- _BRIEF_: Gather every line from the items below that contains the string "grass", and copy each of those lines in full.

Records drawn from a data source:
#####
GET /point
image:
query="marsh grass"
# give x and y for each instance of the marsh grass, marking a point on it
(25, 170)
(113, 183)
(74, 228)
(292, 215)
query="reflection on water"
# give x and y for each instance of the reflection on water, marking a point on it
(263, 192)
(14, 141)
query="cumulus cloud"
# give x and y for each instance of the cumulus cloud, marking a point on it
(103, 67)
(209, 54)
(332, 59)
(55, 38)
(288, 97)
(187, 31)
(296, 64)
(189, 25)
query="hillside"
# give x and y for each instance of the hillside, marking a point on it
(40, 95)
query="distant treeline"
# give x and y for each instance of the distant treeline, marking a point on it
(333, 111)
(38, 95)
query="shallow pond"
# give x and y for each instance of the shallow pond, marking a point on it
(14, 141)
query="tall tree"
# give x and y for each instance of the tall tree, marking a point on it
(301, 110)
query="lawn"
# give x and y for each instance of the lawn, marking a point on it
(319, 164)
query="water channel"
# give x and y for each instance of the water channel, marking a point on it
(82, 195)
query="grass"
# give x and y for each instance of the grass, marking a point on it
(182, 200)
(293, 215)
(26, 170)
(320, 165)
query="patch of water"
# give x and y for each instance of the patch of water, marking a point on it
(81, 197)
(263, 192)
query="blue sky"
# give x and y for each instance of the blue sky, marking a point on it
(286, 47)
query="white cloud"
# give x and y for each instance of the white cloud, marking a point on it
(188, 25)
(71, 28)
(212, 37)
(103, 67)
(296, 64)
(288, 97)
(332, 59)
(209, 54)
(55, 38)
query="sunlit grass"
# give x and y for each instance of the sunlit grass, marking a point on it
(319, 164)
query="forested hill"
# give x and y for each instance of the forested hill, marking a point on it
#####
- _OUTPUT OF THE EXERCISE_:
query="marsh grass"
# give x and y for each instance of the marsh grass, marking a point on it
query="grass"
# give x and y for each instance of the grass, marking a point on it
query="sunlit grass"
# give x and y for each instance of the sunlit grass, marking a point on it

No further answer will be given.